* Begin TASK INPUTS *

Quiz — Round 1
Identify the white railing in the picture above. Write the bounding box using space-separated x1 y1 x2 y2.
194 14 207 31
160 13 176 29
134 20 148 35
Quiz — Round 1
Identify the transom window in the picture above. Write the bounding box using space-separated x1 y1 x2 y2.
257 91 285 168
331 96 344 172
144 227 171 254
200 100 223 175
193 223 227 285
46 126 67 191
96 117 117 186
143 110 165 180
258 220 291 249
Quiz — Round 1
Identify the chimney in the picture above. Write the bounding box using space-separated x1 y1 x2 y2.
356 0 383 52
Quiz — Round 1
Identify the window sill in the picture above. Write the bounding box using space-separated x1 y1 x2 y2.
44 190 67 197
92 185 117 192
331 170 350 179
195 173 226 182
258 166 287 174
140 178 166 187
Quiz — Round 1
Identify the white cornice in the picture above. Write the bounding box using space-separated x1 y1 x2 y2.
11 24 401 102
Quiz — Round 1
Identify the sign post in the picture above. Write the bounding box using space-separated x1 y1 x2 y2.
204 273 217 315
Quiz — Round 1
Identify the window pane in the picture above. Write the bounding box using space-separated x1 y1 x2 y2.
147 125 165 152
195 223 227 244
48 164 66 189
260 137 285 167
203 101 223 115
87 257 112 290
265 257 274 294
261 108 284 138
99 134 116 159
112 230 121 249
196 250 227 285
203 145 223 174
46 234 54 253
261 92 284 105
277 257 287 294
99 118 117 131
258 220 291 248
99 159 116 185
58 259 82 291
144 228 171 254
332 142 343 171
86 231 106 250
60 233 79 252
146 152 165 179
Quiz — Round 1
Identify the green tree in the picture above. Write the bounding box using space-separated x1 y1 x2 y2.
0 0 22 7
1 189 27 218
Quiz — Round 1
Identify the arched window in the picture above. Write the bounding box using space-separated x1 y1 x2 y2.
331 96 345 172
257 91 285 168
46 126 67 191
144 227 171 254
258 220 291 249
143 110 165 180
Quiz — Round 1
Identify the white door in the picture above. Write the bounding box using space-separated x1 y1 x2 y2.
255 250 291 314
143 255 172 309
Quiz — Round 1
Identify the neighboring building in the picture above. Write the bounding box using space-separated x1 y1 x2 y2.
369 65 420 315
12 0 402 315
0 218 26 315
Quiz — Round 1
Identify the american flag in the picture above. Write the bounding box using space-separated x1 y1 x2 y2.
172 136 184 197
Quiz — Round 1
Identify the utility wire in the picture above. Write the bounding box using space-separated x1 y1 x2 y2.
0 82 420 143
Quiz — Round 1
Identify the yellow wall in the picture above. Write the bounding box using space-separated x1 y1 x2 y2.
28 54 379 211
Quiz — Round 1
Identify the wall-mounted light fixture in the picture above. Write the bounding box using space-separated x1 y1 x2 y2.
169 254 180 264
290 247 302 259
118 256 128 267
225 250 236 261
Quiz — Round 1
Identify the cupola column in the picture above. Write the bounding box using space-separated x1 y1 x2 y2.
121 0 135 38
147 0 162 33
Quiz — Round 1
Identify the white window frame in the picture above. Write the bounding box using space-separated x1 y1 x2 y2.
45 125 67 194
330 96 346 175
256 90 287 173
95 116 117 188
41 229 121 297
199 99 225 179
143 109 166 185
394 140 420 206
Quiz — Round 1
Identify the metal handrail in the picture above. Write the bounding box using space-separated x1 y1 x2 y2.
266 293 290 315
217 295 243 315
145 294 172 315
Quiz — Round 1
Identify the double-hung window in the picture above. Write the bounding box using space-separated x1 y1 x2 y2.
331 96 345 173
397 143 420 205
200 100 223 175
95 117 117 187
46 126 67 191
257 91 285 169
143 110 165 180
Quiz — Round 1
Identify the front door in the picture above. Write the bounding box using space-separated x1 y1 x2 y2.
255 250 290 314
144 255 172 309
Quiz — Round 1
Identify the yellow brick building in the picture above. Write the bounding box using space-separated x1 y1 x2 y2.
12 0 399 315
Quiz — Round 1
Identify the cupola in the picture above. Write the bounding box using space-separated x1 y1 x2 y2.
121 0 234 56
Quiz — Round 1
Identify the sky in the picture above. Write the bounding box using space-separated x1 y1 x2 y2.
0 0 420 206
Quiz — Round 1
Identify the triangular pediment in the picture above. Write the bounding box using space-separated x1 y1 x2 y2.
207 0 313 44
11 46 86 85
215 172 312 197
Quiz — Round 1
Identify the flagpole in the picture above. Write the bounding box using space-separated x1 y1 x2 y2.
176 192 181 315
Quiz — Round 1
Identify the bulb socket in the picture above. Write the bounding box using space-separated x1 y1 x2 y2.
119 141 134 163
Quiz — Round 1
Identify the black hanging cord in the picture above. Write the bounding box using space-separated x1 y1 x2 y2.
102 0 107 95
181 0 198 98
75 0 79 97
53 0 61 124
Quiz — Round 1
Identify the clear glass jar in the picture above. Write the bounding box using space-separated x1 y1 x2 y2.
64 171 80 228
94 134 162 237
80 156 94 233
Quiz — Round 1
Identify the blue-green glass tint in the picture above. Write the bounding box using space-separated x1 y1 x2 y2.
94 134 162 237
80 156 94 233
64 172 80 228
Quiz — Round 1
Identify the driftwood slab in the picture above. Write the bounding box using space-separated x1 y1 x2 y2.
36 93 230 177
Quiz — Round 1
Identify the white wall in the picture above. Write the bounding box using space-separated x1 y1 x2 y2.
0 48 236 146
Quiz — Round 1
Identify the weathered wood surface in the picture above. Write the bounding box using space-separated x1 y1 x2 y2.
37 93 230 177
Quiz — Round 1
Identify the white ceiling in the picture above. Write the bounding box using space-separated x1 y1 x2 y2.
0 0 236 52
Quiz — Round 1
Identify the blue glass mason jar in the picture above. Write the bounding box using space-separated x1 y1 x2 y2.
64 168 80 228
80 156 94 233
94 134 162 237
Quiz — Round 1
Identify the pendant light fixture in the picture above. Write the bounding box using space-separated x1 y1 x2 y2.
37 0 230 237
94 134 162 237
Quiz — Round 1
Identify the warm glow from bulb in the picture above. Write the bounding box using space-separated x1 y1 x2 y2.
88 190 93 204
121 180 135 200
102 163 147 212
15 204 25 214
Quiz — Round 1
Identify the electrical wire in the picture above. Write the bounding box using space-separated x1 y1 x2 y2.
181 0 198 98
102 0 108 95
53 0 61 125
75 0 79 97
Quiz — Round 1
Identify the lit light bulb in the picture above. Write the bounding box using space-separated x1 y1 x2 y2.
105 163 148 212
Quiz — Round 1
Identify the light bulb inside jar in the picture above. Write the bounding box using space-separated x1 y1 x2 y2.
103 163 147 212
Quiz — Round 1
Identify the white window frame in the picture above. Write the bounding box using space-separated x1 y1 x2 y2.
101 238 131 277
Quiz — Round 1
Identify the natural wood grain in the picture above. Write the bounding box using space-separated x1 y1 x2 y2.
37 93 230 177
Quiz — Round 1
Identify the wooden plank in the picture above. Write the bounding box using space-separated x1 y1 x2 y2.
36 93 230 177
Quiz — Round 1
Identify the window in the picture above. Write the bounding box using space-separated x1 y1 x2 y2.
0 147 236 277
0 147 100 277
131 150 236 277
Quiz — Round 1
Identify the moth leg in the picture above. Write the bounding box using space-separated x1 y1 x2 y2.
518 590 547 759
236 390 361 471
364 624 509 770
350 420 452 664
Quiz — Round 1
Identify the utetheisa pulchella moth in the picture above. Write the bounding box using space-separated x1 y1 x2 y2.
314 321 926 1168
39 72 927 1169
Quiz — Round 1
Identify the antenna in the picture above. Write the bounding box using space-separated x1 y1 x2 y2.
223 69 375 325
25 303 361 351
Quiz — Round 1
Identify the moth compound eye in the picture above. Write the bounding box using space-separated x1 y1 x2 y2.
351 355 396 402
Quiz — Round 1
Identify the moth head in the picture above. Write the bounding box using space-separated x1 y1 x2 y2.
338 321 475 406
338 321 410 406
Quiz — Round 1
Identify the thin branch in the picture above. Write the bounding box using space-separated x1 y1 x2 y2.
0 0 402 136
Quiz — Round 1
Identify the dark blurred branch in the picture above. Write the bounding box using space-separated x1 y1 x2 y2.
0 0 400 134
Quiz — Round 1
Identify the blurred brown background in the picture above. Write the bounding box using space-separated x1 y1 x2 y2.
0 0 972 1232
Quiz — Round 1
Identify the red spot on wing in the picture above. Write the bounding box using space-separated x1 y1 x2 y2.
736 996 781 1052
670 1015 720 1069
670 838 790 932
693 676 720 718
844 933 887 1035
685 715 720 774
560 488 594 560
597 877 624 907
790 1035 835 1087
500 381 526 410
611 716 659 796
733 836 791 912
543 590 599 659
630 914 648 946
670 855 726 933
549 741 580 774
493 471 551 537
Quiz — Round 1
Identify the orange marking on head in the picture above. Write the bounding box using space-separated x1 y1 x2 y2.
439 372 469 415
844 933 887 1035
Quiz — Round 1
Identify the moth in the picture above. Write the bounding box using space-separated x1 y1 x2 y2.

* End TASK INPUTS *

=== PROBLEM ===
Reproduce the items verbatim, starting at the first line and ending at the line that contains "11 24 401 102". Include both of those lines.

=== ANSWER FOR THE TASK ===
Quiz — Round 1
Identify the white railing in the picture above. Write the bounding box using space-separated x1 y1 x2 y2.
194 14 207 31
160 13 176 29
134 20 148 35
Quiz — Round 1
Identify the transom window in the picture above. Write the bounding box using space-separated x1 y1 x2 y2.
257 91 285 168
331 96 344 172
144 227 171 254
200 100 223 175
193 223 227 285
46 126 67 191
96 117 117 186
143 110 165 180
258 220 291 249
Quiz — Round 1
Identify the chimney in the picture above. Write the bounding box using space-separated x1 y1 x2 y2.
356 0 383 52
Quiz — Round 1
Identify the window sill in the picture above. Write the bounding box using space-separated x1 y1 x2 y2.
44 190 67 197
92 185 117 192
331 170 350 179
195 173 226 182
258 166 287 174
140 178 166 187
Quiz — Round 1
Identify the white cornice in the picture above. Write the bounding box using space-separated x1 y1 x2 y2.
11 24 401 102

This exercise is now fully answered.